We're back to our Savage Krevborna campaign with a Halloween-themed session!
Characters
Aria, a paladin struggling with her true nature
Heck, an affable revenant looking for answers
Panthalassa, a necromancer with a missing arm
Daytona, a dhampir gunslinger fresh from Hell
Garazi, up and coming witch with a bird familiar
Willard Corn and King Beebo, a farmer and his monkey (?)
Events
With the departure of Daytona, and the relative safety afforded by Hemlock Hollow, the party had a bit of downtime to rest, recuperate, and run various errands. Garazi went to Adrian Vergara's house to return his calling card case and ask for a favor. She was surprised that her knock on the door was answered by Ilyona, the girl who had been melded with a tree outside of Borza. Ilyona explained that Adrian had offered her a job as his maid; when Garazi took her aside and asked if Adrian was a good master, the girl appeared genuinely happy with her current employment.
Over tea, Garazi brought up the compendium of death gods and grave spirits that they had found and needed translated. Adrian felt confident he could make a workable translation; Garazi directed him to focus on the entry for the Nightmother and the entry about revenants. She also produced the sheet music for the Hymn of the Nightmother but, being an unmusical sort, Adrian could not make heads or tails of it. As he walked her to the door, Adrian promised to visit her family's farmstead when he had a translation in hand.

• _GOAL OF THE EXERCISE_: Can you continue the Savage Krevborna session recap above, starting after Adrian's promise to visit the farmstead?

• _DATASET EXTRACT_:
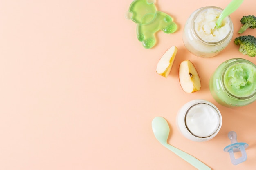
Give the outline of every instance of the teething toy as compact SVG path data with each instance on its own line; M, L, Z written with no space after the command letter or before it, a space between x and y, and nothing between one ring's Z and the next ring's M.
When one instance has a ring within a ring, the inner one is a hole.
M155 33L157 31L161 30L170 34L177 29L177 25L170 16L157 10L154 1L134 0L126 16L137 24L137 38L146 49L150 49L155 44Z
M229 153L231 162L234 165L237 165L244 162L247 159L247 155L245 149L248 146L246 143L238 142L236 140L236 133L234 131L229 132L228 135L229 138L231 141L231 144L224 148L224 151ZM236 159L234 152L241 152L242 156L239 158Z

• _RESULT FOR THIS TASK_:
Meanwhile, Panthalassa and Aria visited the Ushers to return the two masks they had recovered from the cemetery. This time, they were met at the door by a stoop-backed old woman who seemed blind. As before, they were lead to a parlor--but this one was littered with poorly maintained taxidermy. Panthalassa asked again whether the Fraternitie du Cadavre could have any motive for stealing her arm in particular. This Usher had a theory: if the Fraternitie was intent on creating an avatar of the Nightmother capable of raising the long dead, they would need specific body parts for its construction. Specifically, the woman said that six different arms would be required: the arm of "Everyone's Child," the arm of "The Grandfather" the arm of "The Soldier Boy," the arm of "The Preacher Man," the arm of "The Spinster," and the arm of "The Wretched." Additionally, such a working would require the "heart of The Widow," the "teeth of the Concubine," and the womb of The Mother."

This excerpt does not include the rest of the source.